_The task_:
Below is a news excerpt on carjackings and juvenile justice. Reproduce the passage from it between "Maryland has also" and "individual turns 21.", inclusive.

RELATED: 19-year-old sentenced to 9 years in prison for armed carjacking in Bethesda

Maryland has also enacted sweeping youth reforms to further protect minors in the criminal justice system.

Asked if there should be greater punishments for juveniles, McCarthy noted how it’s the state – and not the county – that handles the juvenile system. McCarthy feels the state legislature is focusing too much on age. The Maryland Department of Juvenile Services rehabilitation programs, McCarthy says, are only set up to last about a year, regardless of whether they have custody of a juvenile until that individual turns 21.

"It should be at the services and the program level and what we’re doing with these kids, not at setting up guidelines that make it so that all we do is dump more kids into a system that has inadequate resources, inadequate programs, that already has a failing report card," McCarthy said. "That doesn’t make sense to me."

The St. Elmo garage carjacking victim says something we can all do to help police is to put tile trackers or other GPS tracking devices in our vehicles. She also hopes the county will install more cameras and lights in public garages. The victim says it’s not worth your life — give up the keys.

DC leaders at odds over criminal code changes 

In the District, penalty changes for violent crimes in the Revised Criminal Code Act (RCCA), which was recently passed by the D.C. Council, were vetoed by the mayor this week.

_Supplied material_:
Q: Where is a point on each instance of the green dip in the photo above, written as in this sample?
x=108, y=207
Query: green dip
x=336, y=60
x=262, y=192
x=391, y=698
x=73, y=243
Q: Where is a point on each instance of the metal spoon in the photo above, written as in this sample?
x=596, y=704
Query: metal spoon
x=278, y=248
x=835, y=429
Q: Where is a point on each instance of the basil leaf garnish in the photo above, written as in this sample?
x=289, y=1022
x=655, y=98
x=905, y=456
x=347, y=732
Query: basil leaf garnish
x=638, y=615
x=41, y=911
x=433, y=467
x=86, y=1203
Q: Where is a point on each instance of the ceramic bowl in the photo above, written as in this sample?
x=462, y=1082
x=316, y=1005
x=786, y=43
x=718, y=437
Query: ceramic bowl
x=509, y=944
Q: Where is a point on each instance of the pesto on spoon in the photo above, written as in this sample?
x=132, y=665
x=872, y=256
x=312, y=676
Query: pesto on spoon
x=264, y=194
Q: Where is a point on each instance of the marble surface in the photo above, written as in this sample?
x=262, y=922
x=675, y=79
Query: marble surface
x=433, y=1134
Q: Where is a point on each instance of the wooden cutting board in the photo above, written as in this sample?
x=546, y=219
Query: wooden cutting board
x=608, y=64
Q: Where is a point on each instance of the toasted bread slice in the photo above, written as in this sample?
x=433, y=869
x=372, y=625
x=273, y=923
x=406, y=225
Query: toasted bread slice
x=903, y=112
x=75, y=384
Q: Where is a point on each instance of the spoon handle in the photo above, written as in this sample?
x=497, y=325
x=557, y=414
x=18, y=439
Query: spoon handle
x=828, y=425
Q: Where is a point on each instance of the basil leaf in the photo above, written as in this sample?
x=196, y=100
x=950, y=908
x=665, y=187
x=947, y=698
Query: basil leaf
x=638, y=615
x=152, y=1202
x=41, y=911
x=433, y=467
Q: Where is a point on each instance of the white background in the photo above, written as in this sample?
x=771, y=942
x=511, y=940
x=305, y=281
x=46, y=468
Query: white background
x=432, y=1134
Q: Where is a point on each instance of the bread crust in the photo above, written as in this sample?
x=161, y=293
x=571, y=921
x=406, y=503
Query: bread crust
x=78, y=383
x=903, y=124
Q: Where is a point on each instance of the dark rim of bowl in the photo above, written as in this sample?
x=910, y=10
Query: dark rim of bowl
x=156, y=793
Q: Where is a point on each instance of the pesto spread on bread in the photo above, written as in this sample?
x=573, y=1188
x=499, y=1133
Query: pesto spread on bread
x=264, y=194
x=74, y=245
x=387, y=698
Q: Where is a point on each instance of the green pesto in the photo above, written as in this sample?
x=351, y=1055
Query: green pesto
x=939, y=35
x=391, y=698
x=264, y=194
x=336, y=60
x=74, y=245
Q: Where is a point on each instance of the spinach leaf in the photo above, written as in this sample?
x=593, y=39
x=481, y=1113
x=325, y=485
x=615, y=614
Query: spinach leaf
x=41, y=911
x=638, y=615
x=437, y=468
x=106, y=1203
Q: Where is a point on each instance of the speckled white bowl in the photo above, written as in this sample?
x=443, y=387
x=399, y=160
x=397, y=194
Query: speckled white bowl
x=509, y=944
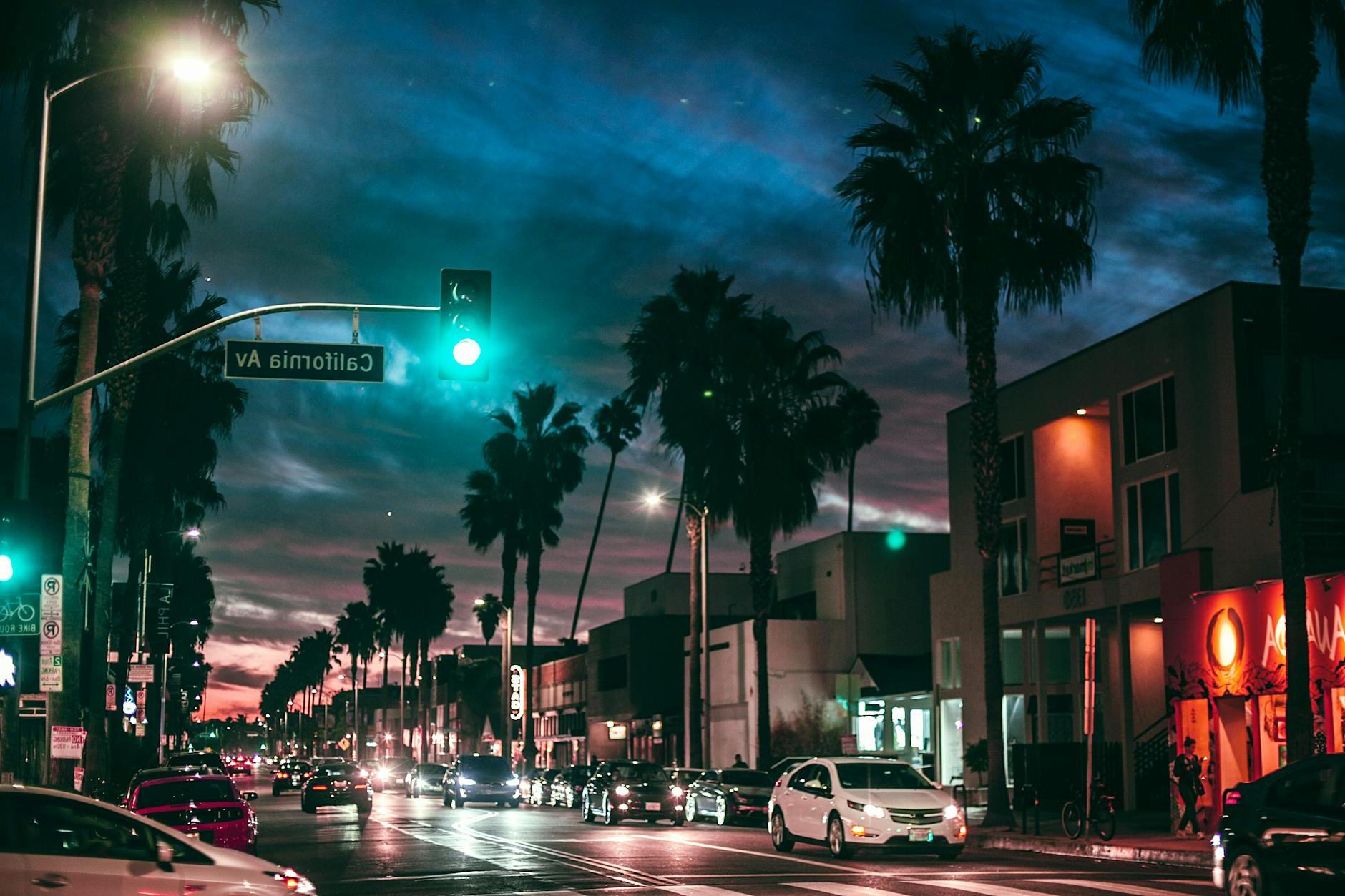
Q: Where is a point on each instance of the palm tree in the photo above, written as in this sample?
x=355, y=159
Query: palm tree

_Written answer_:
Maryland has also enacted sweeping youth reforms to further protect minors in the criminal justice system.

Asked if there should be greater punishments for juveniles, McCarthy noted how it’s the state – and not the county – that handles the juvenile system. McCarthy feels the state legislature is focusing too much on age. The Maryland Department of Juvenile Services rehabilitation programs, McCarthy says, are only set up to last about a year, regardless of whether they have custody of a juvenile until that individual turns 21.